■ **Task directions**: Pick out and copy every line in the material below that contains the word "pocket", matching its uppercase and lowercase letters exactly.

(Image point annotation entries)
____________________
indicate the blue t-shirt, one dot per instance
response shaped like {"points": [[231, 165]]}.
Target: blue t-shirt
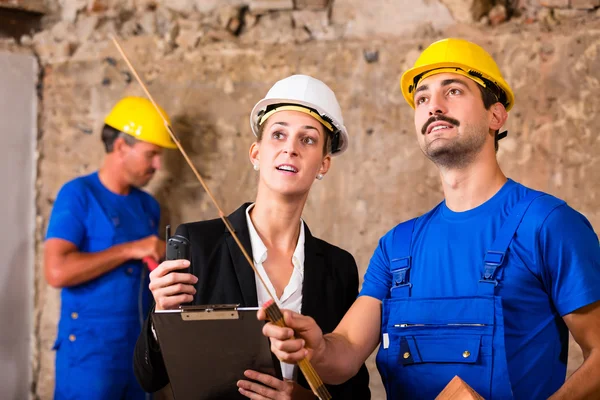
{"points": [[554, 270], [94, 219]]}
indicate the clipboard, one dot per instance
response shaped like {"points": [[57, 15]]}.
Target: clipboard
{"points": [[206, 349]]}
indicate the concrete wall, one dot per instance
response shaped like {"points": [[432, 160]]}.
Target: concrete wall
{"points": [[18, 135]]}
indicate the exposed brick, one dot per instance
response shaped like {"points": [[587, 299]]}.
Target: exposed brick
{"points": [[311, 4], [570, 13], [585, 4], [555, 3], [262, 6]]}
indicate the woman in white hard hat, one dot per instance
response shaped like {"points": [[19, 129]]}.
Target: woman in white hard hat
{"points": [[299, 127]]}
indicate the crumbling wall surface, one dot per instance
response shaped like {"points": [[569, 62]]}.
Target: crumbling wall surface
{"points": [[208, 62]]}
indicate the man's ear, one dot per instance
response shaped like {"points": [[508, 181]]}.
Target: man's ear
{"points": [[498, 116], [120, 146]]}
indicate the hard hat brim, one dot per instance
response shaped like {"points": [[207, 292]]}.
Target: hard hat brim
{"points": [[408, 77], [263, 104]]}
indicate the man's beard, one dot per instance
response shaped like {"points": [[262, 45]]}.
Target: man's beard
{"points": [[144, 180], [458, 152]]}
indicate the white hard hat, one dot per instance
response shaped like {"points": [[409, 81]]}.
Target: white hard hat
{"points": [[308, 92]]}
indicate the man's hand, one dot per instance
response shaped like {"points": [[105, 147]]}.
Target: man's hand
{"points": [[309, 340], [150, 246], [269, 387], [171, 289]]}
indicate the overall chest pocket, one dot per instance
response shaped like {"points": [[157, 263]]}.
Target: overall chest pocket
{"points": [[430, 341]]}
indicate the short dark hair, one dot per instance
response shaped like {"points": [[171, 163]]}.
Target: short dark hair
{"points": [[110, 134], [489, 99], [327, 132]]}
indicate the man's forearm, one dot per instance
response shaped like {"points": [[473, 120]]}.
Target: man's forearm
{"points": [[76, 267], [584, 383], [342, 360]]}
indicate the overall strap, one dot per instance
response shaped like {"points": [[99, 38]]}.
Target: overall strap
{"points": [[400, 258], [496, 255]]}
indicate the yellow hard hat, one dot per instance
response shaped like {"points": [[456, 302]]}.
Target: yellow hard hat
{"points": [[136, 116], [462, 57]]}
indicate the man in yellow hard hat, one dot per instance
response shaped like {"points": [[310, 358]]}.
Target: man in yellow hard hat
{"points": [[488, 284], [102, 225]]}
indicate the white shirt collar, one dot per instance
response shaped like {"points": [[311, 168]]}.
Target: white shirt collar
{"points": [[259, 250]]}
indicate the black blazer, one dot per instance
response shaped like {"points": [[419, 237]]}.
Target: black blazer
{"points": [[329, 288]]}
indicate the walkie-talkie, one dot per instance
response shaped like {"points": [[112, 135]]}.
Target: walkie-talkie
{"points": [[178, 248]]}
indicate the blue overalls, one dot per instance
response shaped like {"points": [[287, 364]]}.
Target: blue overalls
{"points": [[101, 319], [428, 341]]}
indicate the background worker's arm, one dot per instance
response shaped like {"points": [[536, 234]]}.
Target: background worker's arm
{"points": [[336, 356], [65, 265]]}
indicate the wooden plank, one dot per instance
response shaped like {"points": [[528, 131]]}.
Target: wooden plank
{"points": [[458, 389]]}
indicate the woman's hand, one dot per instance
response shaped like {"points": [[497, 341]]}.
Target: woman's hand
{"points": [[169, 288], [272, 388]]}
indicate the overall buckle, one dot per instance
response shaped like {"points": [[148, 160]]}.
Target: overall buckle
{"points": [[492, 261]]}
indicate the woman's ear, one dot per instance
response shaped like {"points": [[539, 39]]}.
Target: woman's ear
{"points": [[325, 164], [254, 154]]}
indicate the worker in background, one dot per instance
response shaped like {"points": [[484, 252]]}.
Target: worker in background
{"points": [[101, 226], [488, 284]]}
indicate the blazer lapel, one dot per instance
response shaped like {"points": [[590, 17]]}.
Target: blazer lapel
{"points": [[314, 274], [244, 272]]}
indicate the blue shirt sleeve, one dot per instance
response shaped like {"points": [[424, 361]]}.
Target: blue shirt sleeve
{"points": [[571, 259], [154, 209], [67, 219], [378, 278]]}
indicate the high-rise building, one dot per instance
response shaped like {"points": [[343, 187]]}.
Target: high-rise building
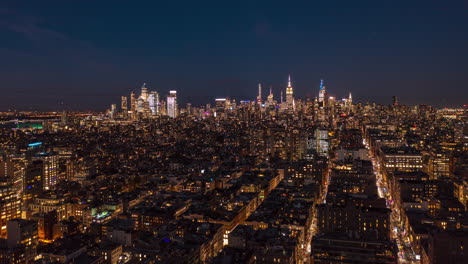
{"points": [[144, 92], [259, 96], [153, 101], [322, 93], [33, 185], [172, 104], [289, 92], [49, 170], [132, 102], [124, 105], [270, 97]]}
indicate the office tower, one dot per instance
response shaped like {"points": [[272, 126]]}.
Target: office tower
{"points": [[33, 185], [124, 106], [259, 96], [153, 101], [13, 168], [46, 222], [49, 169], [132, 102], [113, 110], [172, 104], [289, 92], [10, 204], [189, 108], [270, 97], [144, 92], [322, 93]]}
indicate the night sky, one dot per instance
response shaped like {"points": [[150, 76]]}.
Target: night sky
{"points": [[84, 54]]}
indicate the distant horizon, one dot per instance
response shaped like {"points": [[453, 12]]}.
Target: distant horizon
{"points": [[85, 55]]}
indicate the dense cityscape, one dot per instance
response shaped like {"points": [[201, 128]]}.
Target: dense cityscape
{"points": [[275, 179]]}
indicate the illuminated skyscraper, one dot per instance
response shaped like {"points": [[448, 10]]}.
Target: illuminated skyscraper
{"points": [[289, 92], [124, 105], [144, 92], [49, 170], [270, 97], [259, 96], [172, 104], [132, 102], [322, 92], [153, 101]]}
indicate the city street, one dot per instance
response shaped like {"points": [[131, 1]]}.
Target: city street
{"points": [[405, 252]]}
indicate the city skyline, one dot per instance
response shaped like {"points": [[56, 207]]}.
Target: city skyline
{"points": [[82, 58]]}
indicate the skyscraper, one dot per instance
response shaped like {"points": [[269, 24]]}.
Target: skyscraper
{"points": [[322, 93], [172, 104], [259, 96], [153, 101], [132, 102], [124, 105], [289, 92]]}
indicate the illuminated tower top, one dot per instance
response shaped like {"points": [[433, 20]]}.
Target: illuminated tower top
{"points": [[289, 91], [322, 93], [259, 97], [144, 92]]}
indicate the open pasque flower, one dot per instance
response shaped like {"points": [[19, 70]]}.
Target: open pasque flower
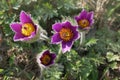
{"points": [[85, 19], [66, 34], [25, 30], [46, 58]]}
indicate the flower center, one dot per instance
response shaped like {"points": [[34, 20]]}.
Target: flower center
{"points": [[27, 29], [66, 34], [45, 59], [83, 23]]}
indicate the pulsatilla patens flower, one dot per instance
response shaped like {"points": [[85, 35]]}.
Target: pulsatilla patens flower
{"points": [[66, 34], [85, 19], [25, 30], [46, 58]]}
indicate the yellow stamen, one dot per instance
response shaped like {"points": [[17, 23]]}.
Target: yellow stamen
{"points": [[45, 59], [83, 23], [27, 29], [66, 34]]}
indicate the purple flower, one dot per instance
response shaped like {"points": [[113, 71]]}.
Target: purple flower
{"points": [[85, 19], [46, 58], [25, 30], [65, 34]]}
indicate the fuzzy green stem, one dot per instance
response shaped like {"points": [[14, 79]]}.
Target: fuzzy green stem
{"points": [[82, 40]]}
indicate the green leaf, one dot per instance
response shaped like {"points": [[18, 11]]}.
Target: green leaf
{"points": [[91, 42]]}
____________________
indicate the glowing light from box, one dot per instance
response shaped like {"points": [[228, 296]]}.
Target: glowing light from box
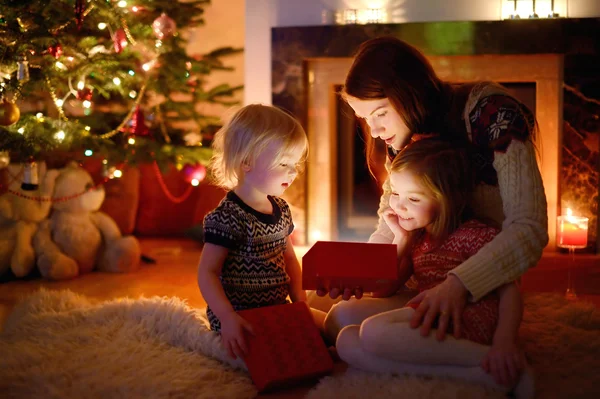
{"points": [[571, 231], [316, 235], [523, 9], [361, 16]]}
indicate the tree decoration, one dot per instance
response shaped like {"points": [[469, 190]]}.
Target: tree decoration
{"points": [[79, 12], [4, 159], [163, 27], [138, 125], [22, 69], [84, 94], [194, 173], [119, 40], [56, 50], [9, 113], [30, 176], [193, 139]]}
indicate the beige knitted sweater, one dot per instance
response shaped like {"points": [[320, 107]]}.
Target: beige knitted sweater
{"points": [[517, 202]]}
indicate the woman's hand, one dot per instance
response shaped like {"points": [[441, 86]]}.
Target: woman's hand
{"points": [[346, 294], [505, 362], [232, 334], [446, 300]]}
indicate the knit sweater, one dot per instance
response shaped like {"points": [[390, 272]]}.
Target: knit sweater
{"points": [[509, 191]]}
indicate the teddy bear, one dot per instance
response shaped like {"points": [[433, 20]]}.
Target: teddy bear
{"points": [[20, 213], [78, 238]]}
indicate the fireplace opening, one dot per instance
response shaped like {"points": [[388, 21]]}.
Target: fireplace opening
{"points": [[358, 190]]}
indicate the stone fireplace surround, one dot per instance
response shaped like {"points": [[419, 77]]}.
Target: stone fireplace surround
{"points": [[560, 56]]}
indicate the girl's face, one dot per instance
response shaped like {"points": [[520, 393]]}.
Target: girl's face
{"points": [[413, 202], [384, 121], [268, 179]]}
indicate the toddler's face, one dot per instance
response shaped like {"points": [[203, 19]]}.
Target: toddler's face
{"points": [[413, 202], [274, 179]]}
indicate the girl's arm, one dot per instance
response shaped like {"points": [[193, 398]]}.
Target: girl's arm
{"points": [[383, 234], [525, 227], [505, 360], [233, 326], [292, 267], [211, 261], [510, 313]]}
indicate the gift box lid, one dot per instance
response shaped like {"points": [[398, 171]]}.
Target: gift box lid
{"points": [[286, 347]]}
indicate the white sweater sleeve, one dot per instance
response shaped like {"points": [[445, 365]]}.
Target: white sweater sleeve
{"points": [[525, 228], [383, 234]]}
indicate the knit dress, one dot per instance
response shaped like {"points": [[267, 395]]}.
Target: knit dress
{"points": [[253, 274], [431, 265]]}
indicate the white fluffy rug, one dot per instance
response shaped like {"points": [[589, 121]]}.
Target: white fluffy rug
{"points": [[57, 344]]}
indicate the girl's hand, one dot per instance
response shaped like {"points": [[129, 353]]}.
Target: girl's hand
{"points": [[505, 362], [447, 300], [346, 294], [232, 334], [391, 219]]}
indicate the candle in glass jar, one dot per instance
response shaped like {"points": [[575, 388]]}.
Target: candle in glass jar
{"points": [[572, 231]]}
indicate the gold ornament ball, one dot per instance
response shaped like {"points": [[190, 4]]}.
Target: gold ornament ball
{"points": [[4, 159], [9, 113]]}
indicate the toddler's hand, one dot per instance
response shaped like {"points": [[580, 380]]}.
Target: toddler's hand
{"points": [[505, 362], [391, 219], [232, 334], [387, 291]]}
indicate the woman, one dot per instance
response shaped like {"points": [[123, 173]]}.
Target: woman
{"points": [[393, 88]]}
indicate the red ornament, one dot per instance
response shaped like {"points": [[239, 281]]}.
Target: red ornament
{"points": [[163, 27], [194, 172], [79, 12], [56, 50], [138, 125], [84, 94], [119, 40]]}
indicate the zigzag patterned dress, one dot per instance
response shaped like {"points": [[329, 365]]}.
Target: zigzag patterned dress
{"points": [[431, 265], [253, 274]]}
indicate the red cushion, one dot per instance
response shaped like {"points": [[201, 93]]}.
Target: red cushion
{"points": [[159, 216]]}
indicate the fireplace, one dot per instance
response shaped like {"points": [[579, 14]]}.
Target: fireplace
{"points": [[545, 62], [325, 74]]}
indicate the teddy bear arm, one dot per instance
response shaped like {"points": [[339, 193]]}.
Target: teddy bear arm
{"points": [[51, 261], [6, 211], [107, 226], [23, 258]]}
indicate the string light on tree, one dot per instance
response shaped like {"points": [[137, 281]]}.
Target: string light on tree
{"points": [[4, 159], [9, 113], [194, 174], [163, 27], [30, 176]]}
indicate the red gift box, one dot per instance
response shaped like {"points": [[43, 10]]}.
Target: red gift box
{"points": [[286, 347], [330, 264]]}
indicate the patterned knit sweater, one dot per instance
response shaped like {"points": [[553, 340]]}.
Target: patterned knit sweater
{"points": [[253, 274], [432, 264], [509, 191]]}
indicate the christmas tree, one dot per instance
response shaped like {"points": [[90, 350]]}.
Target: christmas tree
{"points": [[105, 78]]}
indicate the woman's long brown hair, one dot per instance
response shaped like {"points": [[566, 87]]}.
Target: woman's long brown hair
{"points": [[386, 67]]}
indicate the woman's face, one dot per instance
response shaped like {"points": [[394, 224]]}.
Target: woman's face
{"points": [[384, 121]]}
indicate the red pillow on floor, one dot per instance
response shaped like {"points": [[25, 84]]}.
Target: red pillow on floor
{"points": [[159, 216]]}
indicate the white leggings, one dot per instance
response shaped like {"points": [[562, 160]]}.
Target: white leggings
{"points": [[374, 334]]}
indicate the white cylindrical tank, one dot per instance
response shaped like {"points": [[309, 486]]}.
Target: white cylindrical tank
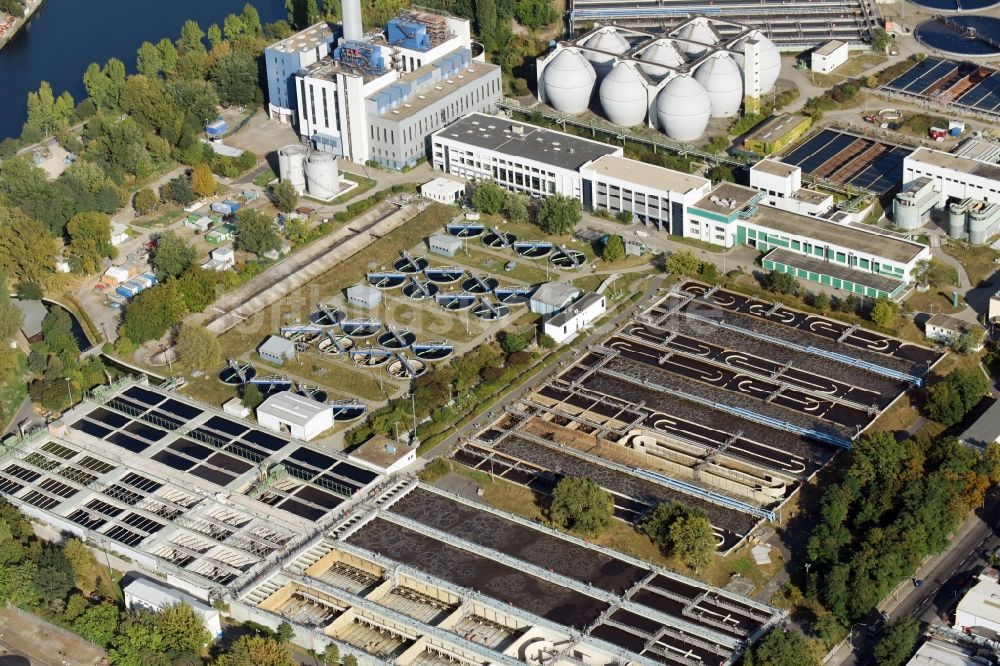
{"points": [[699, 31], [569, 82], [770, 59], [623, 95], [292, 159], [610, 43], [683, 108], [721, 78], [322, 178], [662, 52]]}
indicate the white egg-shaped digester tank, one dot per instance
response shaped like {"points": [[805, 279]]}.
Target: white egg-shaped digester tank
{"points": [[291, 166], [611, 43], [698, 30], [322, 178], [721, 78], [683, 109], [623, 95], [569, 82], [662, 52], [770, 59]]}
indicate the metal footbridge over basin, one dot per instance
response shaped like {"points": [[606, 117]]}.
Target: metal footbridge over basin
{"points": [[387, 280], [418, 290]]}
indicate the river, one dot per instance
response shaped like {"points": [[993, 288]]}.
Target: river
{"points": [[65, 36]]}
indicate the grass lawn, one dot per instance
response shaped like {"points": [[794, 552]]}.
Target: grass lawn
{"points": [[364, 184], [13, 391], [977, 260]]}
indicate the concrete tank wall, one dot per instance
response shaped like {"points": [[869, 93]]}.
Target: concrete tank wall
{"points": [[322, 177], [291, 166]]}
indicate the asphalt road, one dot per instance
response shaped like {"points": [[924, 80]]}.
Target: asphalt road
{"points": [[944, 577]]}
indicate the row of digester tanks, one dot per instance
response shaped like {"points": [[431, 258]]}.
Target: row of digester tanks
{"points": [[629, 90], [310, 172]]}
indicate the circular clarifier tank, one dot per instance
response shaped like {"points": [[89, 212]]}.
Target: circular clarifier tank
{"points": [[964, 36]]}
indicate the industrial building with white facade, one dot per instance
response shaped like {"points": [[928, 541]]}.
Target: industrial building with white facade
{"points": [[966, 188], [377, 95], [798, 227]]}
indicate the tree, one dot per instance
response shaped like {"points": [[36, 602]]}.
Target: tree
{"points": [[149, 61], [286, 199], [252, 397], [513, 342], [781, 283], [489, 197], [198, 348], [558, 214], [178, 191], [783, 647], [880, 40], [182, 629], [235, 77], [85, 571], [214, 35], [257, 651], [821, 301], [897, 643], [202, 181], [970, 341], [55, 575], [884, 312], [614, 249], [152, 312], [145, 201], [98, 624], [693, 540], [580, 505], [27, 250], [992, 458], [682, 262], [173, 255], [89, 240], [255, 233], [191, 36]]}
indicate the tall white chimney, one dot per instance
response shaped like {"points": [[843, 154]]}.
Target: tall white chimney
____________________
■ **Correct answer**:
indicate the overall chest pocket, one dot per instance
Target: overall chest pocket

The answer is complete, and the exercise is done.